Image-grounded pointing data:
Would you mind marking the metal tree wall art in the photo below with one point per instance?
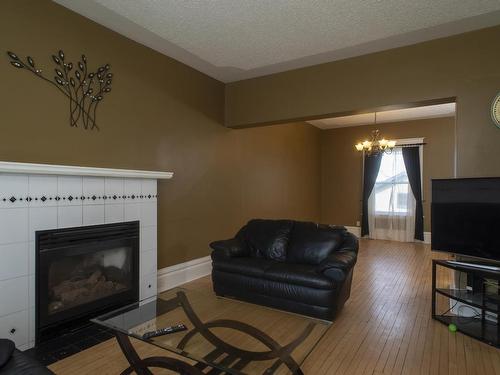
(84, 89)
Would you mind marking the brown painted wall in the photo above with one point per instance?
(161, 115)
(463, 66)
(341, 164)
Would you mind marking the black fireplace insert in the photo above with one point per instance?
(82, 272)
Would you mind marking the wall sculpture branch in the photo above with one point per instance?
(84, 89)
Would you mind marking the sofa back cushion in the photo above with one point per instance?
(268, 238)
(311, 243)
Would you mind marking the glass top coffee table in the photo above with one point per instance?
(223, 335)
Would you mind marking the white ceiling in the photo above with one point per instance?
(237, 39)
(416, 113)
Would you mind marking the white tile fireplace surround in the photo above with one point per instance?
(37, 197)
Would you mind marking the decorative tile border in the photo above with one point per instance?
(70, 198)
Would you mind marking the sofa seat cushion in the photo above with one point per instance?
(268, 238)
(255, 267)
(298, 274)
(311, 243)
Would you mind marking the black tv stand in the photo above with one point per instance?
(483, 302)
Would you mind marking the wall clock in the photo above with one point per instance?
(495, 110)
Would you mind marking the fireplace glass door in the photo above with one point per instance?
(77, 279)
(85, 271)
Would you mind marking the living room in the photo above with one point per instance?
(186, 124)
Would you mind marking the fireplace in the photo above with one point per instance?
(82, 272)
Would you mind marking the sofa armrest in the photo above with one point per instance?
(338, 264)
(224, 249)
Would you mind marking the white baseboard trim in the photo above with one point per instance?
(170, 277)
(427, 237)
(357, 232)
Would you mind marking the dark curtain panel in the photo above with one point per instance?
(372, 166)
(411, 156)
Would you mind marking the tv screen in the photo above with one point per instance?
(466, 217)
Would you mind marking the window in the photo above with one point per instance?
(392, 187)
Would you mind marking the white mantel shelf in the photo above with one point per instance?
(51, 169)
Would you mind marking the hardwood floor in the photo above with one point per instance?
(385, 327)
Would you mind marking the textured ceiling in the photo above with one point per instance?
(235, 39)
(397, 115)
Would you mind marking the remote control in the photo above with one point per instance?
(164, 331)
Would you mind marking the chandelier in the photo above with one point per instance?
(376, 145)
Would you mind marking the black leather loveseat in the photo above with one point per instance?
(15, 362)
(296, 266)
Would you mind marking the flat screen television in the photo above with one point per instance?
(465, 217)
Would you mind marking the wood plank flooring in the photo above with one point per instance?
(385, 327)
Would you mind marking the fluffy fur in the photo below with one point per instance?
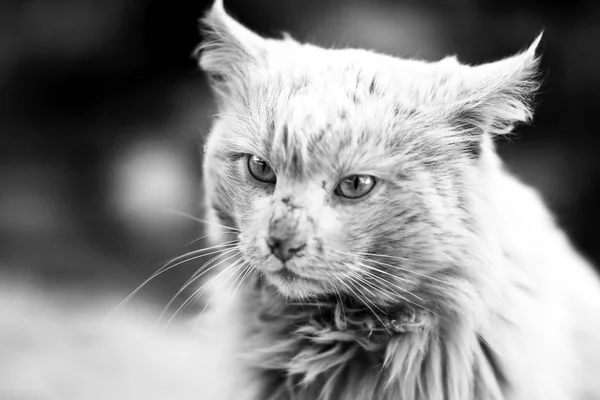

What is needed: Omit the pictures and write out the lines above from the one with "Would you mind marking the textured" through the last, unchanged.

Your response:
Would you mind marking the textured ceiling in the photo above with one point per instance?
(235, 39)
(397, 115)
Would you mind marking the remote control in the photo above with one point per instance?
(164, 331)
Would you mind marking the chandelier in the photo above with one point per instance?
(376, 145)
Would you mind marking the black leather loveseat in the photo above with one point per instance?
(15, 362)
(296, 266)
Would you mind marking the flat screen television in the photo above with one point per instance?
(465, 217)
Would you mind marking the wood plank flooring in the photo above with one point per instance?
(385, 327)
Would you mind marking the fluffy fur in the photo below with one point per instance?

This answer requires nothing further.